Dossier : IMM-241-02

Référence neutre : 2002 CFPI 1266

Ottawa (Ontario), le vendredi 6 décembre 2002

EN PRÉSENCE DE MONSIEUR LE JUGE KELEN

ENTRE :

                                                             YUN IE LEE

SUNG HEE JIE

JUNG WON JIE

                                                                                                                            demandeurs

                                                                       et

                                      LE MINISTRE DE LA CITOYENNETÉ

ET DE L'IMMIGRATION

                                                                                                                               défendeur

                          MOTIFS DE L'ORDONNANCE ET ORDONNANCE

LE JUGE KELEN


[1]                Il s'agit d'une demande de contrôle judiciaire présentée conformément à l'article 18.1 de la Loi sur la Cour fédérale, L.R.C. (1985), ch. F-7, à l'encontre de la décision par laquelle la section du statut de réfugié de la Commission de l'immigration et du statut de réfugié (la SSR) a déclaré, le 10 décembre 2001, que les demandeurs n'étaient pas des réfugiés au sens de la Convention visés à l'article 2 de la Loi sur l'immigration, L.R.C. (1985), ch. I-2.

| Données enregistrées |
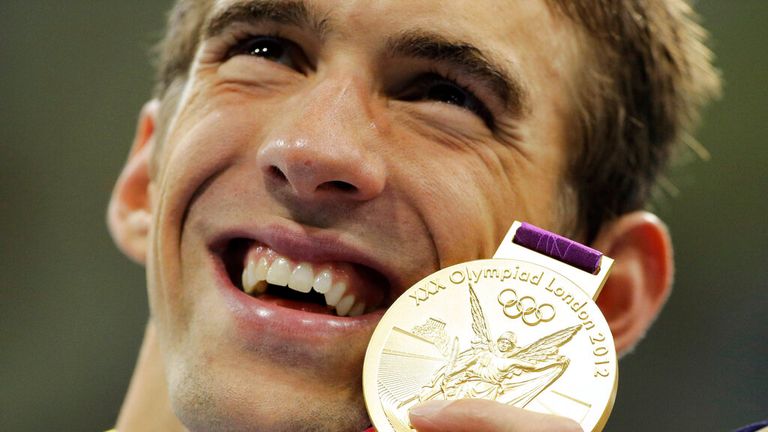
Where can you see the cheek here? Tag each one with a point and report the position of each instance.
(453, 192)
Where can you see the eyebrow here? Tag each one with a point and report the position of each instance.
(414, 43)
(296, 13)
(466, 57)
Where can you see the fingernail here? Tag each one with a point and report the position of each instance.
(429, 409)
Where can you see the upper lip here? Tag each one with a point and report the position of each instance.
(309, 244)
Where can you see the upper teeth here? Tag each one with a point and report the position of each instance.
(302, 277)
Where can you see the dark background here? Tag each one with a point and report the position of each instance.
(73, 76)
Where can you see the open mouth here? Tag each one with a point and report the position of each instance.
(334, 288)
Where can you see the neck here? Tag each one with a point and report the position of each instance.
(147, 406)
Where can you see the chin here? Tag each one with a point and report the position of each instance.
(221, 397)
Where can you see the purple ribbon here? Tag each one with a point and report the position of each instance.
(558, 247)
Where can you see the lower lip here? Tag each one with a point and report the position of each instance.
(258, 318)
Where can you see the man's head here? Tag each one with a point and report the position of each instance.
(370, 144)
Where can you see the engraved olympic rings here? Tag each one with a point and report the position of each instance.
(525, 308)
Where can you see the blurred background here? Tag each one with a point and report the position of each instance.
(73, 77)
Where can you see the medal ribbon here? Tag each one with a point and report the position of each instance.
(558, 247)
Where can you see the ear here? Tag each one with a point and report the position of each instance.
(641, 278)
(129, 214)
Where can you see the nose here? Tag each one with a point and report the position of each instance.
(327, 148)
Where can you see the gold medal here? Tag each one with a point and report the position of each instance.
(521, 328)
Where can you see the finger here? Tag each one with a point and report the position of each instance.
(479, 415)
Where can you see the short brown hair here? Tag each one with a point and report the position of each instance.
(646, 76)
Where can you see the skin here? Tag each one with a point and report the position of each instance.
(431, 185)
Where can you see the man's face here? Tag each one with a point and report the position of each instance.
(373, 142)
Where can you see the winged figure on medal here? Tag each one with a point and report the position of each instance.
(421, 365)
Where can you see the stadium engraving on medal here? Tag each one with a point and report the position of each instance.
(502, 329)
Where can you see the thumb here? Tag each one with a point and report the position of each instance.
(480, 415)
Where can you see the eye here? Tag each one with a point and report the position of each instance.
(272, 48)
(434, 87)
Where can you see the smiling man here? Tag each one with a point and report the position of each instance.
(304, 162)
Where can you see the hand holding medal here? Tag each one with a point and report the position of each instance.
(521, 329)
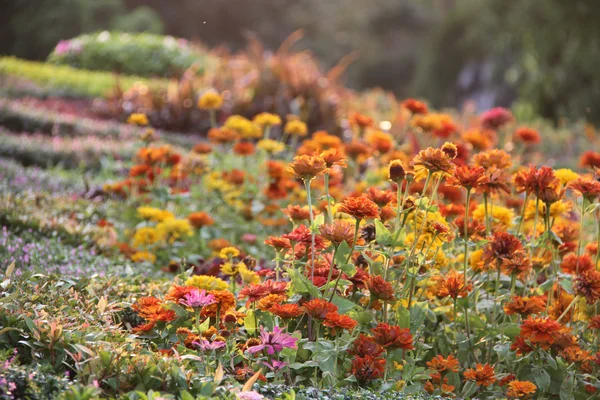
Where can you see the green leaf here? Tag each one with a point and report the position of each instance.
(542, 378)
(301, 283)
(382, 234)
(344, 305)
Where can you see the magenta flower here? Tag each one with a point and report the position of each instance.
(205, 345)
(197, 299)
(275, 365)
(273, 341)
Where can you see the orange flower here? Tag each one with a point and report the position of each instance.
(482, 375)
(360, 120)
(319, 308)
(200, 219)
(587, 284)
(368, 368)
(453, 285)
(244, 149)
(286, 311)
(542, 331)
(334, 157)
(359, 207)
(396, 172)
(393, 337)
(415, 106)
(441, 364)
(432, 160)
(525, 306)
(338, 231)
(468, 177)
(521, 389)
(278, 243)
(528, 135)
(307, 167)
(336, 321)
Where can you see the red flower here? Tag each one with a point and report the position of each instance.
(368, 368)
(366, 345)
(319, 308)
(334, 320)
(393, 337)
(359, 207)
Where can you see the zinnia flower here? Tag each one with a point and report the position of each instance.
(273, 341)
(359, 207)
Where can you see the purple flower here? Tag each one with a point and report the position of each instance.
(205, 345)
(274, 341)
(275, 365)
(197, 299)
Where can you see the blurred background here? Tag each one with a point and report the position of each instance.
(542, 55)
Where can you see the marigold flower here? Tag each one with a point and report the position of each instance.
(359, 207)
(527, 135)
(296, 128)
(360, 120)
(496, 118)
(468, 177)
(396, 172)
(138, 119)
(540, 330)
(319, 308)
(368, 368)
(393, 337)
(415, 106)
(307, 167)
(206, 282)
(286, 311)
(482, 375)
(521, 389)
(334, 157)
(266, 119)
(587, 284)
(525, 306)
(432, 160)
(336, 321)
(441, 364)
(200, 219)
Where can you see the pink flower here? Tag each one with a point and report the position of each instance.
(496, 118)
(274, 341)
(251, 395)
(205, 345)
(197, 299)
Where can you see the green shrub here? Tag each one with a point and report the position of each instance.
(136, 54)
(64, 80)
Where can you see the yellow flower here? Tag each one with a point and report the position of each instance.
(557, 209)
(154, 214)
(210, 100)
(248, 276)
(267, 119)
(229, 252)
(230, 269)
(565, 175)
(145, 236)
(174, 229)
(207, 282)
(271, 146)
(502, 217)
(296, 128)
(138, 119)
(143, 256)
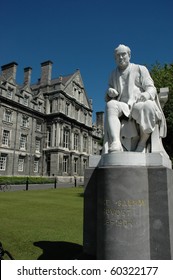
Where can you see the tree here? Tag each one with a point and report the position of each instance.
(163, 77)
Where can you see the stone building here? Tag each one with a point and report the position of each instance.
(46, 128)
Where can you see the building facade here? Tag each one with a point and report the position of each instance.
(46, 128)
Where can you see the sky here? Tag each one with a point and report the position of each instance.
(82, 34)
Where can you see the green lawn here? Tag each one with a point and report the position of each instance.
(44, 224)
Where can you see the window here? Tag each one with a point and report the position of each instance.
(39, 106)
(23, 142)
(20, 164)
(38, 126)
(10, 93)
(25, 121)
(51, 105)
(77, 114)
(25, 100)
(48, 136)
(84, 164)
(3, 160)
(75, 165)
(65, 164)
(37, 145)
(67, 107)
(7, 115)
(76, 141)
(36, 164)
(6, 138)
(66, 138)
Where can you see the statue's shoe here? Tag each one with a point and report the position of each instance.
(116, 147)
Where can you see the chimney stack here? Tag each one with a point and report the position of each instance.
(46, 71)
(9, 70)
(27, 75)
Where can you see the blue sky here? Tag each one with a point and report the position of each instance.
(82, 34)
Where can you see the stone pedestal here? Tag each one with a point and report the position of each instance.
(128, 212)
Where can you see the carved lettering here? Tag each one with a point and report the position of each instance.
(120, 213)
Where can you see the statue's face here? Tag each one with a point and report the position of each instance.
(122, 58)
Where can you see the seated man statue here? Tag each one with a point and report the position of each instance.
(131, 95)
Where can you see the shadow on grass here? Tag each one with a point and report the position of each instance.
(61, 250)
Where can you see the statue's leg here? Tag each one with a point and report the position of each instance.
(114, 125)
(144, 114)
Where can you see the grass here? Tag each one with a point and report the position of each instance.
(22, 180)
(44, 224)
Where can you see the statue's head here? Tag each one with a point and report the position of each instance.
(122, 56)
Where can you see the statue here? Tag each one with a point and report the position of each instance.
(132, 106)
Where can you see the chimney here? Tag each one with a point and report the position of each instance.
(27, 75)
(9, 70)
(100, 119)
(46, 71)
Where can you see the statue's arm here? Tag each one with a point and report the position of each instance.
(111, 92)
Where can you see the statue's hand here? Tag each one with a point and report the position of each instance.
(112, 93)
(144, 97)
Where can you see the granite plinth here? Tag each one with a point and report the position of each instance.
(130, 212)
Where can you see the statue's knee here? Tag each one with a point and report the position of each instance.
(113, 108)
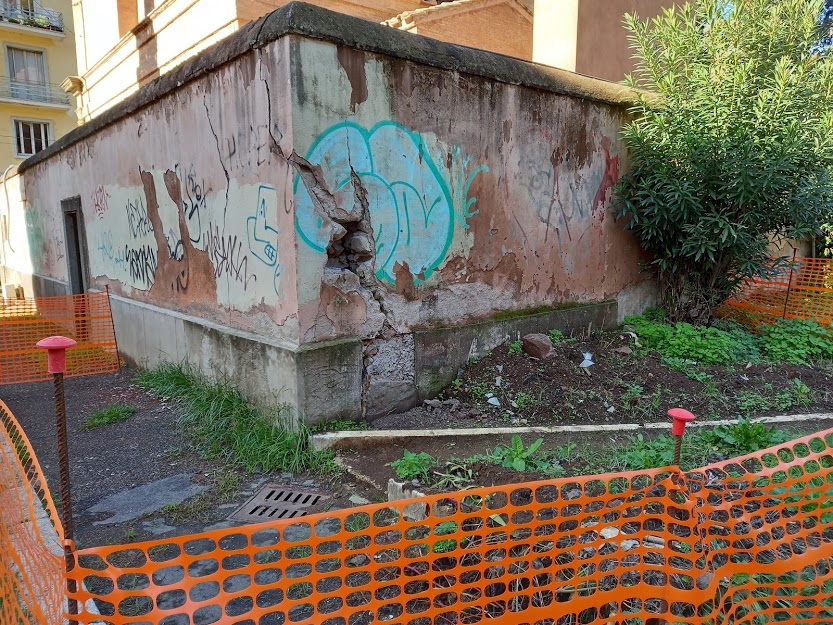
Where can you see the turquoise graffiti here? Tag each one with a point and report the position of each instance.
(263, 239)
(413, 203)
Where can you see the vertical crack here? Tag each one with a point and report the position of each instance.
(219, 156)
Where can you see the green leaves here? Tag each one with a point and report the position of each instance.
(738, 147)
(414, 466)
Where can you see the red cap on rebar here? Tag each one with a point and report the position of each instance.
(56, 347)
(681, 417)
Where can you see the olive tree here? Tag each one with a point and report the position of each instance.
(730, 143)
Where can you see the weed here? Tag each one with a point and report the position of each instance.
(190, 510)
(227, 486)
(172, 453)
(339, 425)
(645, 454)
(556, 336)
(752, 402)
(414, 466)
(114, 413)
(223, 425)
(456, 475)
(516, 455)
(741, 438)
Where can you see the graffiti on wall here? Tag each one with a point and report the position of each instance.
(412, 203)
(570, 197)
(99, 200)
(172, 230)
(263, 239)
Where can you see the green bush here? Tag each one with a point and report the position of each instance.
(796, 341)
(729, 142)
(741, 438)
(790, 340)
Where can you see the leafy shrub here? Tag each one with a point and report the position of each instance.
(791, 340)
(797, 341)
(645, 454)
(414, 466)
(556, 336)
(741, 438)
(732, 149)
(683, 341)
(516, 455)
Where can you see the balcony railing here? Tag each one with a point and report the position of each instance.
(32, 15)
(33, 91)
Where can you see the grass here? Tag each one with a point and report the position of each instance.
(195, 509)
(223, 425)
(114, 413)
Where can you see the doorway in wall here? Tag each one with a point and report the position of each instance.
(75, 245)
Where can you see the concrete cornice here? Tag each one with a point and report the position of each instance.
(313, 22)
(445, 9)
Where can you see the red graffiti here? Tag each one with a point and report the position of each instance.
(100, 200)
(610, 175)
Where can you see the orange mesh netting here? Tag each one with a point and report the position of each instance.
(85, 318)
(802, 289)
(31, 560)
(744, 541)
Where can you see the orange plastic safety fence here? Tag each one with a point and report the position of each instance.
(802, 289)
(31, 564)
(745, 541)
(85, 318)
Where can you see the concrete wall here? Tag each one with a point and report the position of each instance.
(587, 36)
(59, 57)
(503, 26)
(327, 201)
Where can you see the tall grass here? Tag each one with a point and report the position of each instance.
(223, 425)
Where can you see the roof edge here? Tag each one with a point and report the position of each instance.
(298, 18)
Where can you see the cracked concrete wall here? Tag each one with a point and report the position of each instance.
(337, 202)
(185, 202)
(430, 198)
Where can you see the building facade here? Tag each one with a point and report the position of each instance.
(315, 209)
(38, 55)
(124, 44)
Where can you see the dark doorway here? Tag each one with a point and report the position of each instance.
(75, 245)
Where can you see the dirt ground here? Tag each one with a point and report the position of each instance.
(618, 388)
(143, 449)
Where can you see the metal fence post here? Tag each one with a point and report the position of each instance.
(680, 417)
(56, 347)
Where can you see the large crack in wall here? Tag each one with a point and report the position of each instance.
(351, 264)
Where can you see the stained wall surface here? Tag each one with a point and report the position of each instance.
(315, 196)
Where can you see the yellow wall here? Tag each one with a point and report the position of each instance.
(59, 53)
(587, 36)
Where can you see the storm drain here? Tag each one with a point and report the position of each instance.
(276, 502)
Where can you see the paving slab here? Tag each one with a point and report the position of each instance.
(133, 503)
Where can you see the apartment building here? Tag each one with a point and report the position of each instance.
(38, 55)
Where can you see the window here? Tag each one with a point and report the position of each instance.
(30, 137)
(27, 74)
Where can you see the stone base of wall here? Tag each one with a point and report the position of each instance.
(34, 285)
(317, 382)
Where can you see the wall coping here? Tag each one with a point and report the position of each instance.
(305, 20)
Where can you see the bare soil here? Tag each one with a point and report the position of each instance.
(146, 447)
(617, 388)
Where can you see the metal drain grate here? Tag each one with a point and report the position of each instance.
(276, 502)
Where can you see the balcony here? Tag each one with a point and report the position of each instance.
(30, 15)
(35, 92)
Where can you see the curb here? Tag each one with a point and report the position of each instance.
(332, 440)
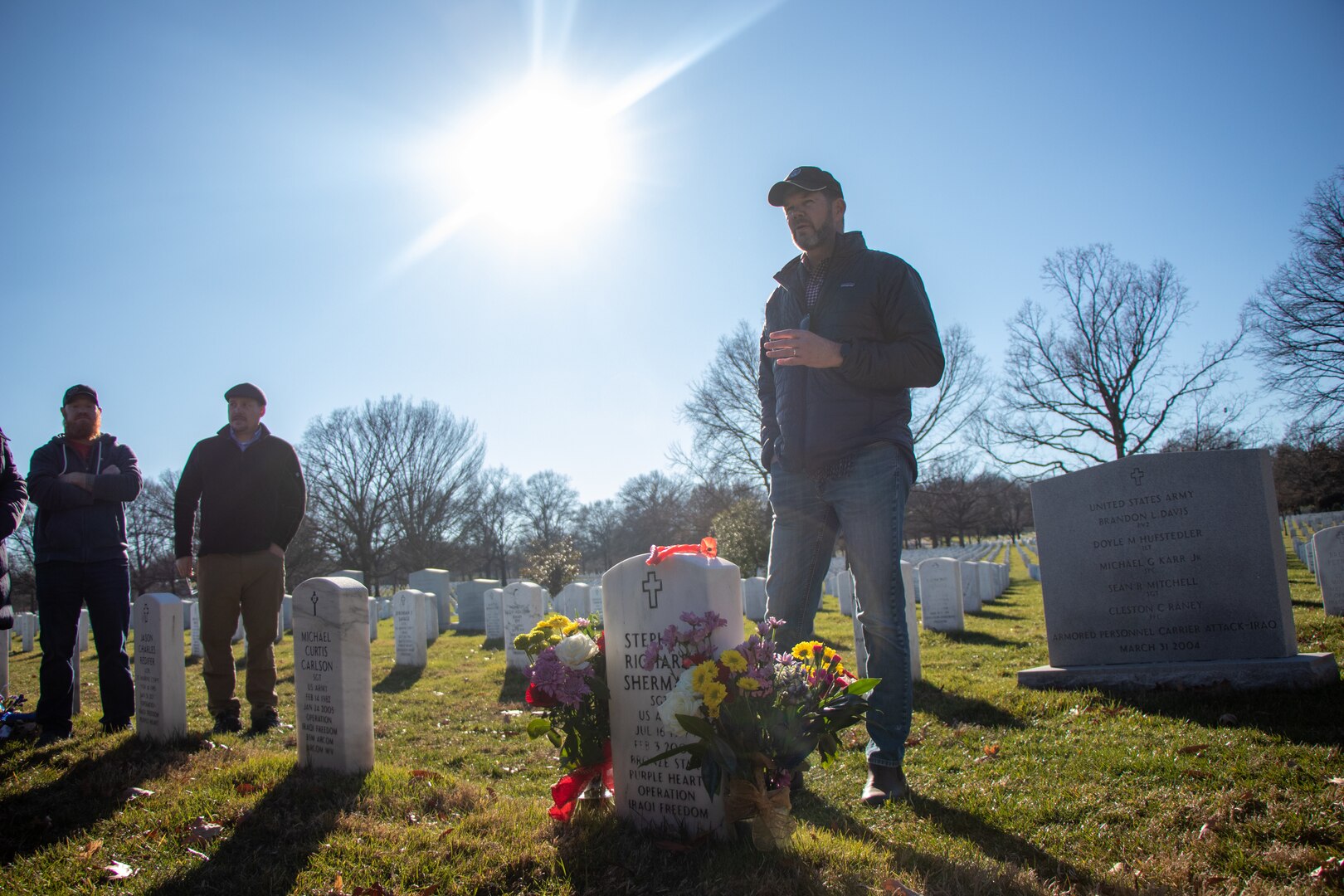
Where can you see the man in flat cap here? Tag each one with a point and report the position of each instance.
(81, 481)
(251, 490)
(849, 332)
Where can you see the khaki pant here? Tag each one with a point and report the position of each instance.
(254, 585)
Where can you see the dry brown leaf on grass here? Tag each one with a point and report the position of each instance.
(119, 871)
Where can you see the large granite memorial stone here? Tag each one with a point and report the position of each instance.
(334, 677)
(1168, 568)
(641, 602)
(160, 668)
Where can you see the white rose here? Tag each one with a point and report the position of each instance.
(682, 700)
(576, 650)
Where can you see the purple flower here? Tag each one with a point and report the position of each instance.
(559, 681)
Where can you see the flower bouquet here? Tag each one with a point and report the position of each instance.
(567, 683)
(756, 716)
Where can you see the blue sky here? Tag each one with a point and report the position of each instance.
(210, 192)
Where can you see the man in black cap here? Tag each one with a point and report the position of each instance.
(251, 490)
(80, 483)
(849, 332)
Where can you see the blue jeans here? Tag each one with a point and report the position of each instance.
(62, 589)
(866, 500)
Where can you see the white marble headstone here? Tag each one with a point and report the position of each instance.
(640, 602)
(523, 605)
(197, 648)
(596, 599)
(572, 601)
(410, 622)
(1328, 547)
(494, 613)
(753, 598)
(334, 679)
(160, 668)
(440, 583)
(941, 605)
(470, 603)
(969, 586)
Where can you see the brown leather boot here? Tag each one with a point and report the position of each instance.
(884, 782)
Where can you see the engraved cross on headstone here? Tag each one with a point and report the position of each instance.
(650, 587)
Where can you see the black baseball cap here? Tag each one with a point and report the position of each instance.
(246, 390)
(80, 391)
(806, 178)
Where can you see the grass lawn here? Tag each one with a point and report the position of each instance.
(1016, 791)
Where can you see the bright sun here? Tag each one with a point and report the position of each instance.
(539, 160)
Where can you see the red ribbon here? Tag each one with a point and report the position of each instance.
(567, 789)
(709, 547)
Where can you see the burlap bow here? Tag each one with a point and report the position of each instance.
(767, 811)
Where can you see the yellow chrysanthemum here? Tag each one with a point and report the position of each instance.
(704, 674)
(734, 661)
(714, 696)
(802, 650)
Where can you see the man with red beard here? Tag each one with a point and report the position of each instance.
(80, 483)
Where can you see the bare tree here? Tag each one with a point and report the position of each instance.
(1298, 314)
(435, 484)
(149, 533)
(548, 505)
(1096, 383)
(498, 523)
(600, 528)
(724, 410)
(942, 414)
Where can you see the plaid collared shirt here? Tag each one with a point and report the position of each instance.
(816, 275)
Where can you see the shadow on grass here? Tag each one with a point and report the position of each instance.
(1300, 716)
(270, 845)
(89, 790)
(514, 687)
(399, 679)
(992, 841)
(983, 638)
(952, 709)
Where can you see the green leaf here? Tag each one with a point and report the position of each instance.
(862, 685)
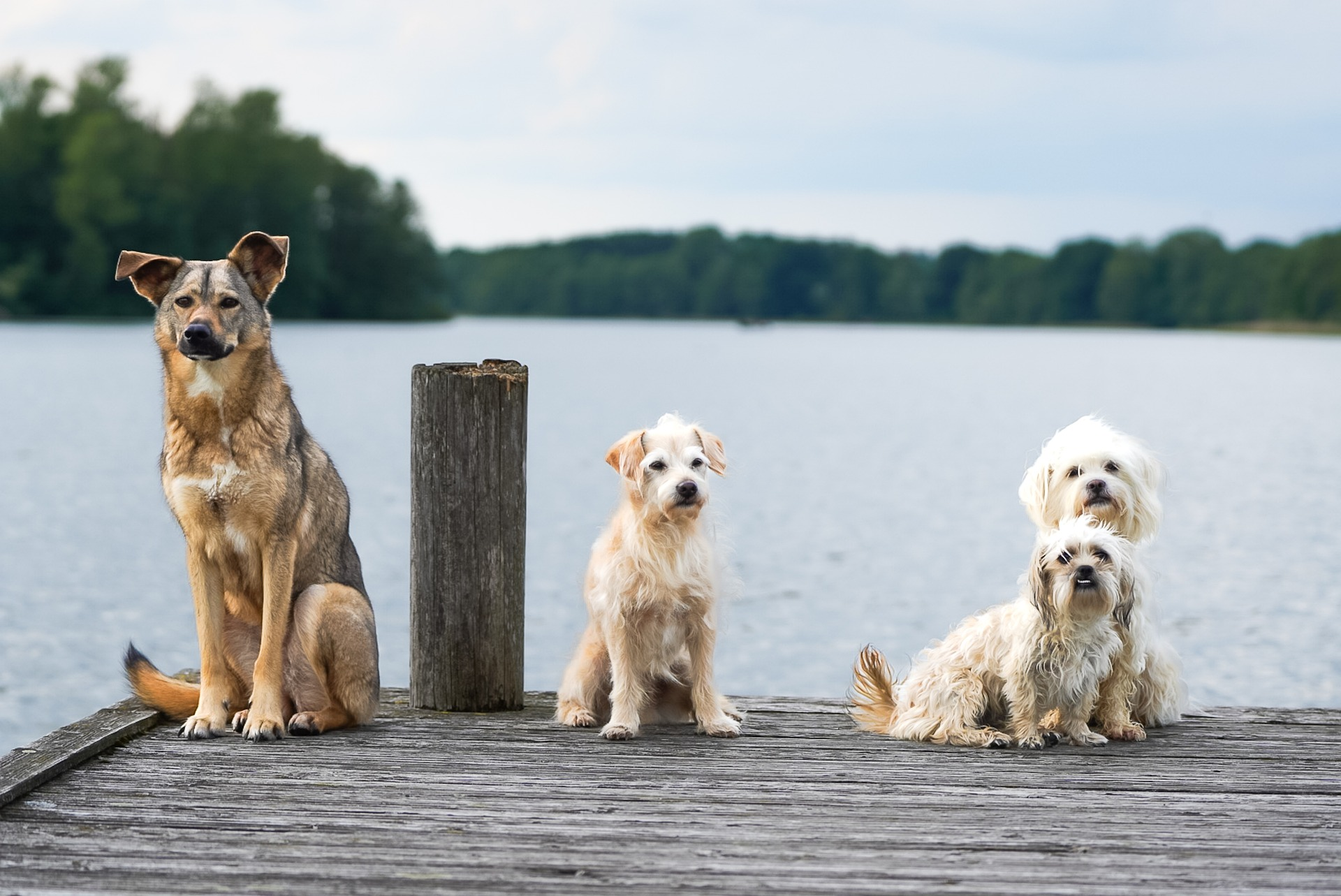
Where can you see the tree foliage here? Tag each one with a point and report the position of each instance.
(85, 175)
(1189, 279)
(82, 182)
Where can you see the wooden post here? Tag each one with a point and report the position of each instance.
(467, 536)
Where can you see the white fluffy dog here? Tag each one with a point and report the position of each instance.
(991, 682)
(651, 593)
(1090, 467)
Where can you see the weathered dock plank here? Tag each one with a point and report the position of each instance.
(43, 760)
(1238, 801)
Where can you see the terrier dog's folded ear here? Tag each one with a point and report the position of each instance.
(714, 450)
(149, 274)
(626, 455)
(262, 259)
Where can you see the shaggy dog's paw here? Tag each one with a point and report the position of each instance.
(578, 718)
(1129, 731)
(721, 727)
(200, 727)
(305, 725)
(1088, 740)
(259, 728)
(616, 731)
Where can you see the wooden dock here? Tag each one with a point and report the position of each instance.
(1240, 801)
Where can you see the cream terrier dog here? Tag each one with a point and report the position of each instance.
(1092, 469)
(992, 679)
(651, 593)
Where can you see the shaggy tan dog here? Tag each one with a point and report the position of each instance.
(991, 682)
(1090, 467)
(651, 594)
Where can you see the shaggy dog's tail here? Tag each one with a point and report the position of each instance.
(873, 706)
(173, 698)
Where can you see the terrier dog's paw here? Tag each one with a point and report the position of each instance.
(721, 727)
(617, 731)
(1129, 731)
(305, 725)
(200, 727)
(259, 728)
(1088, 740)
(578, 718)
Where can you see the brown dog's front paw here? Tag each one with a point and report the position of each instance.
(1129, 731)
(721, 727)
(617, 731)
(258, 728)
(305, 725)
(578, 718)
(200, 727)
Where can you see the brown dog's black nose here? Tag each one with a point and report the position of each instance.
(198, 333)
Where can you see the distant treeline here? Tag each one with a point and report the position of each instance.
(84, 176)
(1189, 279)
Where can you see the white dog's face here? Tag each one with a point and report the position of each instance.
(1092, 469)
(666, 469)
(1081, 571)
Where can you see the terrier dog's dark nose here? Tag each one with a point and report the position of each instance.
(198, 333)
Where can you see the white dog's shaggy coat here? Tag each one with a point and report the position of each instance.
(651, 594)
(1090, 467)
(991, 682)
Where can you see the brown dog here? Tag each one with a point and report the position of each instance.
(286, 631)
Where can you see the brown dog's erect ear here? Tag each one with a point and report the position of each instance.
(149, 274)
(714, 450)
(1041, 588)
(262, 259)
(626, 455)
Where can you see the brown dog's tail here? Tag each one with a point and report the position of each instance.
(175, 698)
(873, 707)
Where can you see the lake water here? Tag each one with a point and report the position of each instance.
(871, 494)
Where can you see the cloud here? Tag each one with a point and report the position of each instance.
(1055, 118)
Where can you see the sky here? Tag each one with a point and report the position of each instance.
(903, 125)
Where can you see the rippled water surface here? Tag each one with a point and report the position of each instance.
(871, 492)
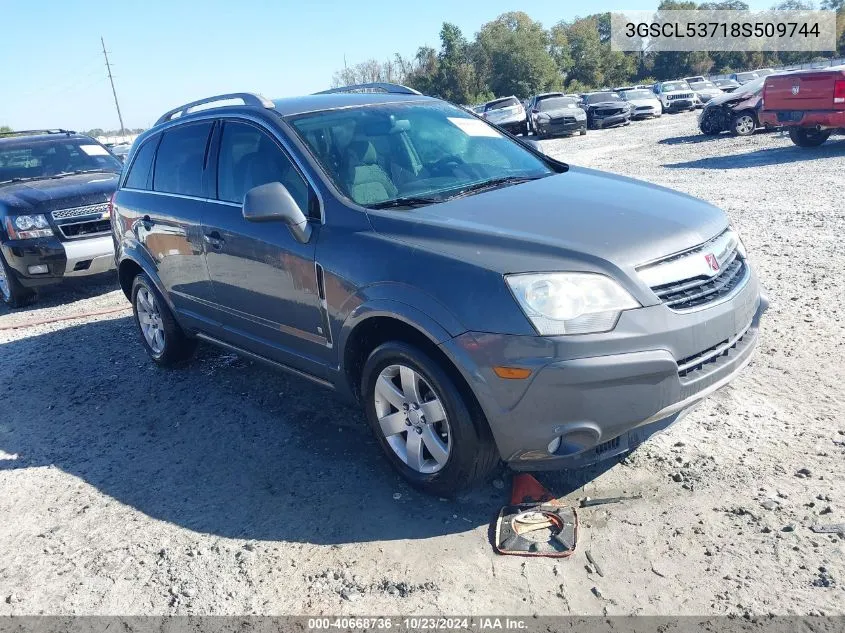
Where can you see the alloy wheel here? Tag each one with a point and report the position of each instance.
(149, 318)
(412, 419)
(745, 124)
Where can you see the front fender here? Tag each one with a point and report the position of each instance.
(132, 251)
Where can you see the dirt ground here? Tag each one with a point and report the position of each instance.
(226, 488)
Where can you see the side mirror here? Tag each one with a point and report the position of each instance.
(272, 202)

| Tâche |
Indiquez si chacun des énoncés suivants concorde avec le texte fourni. Répondez par oui ou par non et citez textuellement les mots déterminants.
1. La section du statut de réfugié a rendu sa décision le 10 décembre 2001.
2. L'affaire est instruite en présence du juge Kelen.
3. La demande de contrôle judiciaire est présentée en vertu de l'article 2 de la Loi sur la Cour fédérale.
Ces données ne sont pas nécessaires.

| Réponse complète |
1. Oui : « a déclaré, le 10 décembre 2001 ».
2. Oui : « EN PRÉSENCE DE MONSIEUR LE JUGE KELEN ».
3. Non : « conformément à l'article 18.1 de la Loi sur la Cour fédérale ».